WORK TASK A >> In the passage on the $15 minimum wage, what share of Arizona's workers are employed by small businesses?
WORK TASK B >> Write the next part of the passage on the $15 minimum wage, picking up after its final sentence.

STUDY TEXT: Begin

Manchin also met with proponents of raising the minimum wage, who argue that the issue should be a “human issue” rather than a partisan one and that $15 an hour is already a compromise as it does not support the cost of living in the U.S.
Because Biden and many other Democrats ran on a $15 minimum wage, “it would be an ultimate abandonment and betrayal to now get here and have the power to do it and then to retreat,” said Rev. William J. Barber II, president of Repairers of the Breach and co-chair of the Poor People’s Campaign, during a press call after he met with Manchin this month.
In Arizona, a $15 minimum wage would continue the state’s trend over the last several years of raising the minimum wage in small but deeply felt increments. Many businesses in the Grand Canyon State struggled with the higher minimum and have resorted to laying off workers, asking them to work longer hours, and increasing employee workloads. Nearly 45 percent of Arizona’s workers are employed by small businesses, totaling close to a million workers, the U.S. Small Business Administration says.
“You have to look at the whole ecosystem, and the pandemic has really highlighted that the economic realities of each state are very different,” said Dan Bogert, chief operating officer of the Arizona Restaurant Association.
“In Arizona specifically, we’re a hospitality-driven state, so those types of businesses, restaurant businesses, hotel businesses are really needed for our job recovery, and this would create some additional barriers to that,” Bogert said, noting that the wage hike would actually end up lowering the take-home pay for many of Arizona’s servers.

STUDY TEXT: End
INFORMATION GIVEN: Begin

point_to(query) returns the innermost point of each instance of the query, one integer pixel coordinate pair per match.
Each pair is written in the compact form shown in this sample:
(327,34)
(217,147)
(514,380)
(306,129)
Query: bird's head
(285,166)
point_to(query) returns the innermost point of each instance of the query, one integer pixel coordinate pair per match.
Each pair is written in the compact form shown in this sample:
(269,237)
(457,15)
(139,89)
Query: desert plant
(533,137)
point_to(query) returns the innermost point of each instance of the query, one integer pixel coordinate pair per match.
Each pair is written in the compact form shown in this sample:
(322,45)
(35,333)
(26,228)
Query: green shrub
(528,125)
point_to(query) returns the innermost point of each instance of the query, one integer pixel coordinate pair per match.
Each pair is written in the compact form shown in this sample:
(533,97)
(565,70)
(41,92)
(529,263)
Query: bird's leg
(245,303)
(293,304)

INFORMATION GIVEN: End

WRITTEN RESPONSE A >> Nearly 45 percent, close to a million workers.

WRITTEN RESPONSE B >>
While there are some positive signs as the state’s restaurant industry begins to creep back, about 15 to 20 percent of Arizona’s pre-pandemic restaurant workforce has yet to be brought back, Bogert said.
During the highest point of pandemic lockdowns, between 1,000 and 1,200 of Arizona’s 10,000 restaurants shuttered permanently, and 80 percent of the state’s restaurant workforce was laid off, according to the ARA.
“I don’t think that we would say that we’re in a position where we don’t want to have a discussion about wage issues for working Americans,” Bogert added, but the $15 minimum wage proposal is simply “the wrong bill at the wrong time.”
A 2001 study by prominent economists Richard Vedder and Lowell Gallaway, both economics professors at Ohio University, found that “minimum wages, because of inefficient targeting of the poor and unintended adverse consequences on employment and earnings, are ineffective as an antipoverty device.”
The study examined whether the national minimum wage was effective in lowering the poverty rate and concluded that it was not. In fact, for some subgroups of age, gender, and race, the minimum wage actually appeared to raise the poverty level, the study found.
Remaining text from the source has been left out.